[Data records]
───

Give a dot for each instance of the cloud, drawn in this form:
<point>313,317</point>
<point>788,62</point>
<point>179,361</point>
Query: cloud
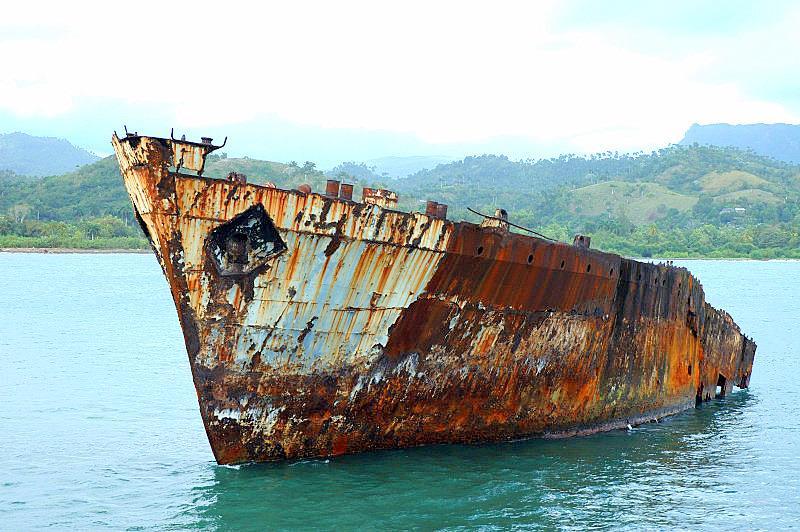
<point>445,72</point>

───

How to complete this task: Take the line containing "<point>313,317</point>" and every line after it to the end of the records, and restate them verbatim, with no pictures.

Answer to this task:
<point>313,317</point>
<point>788,62</point>
<point>179,361</point>
Query: cloud
<point>445,72</point>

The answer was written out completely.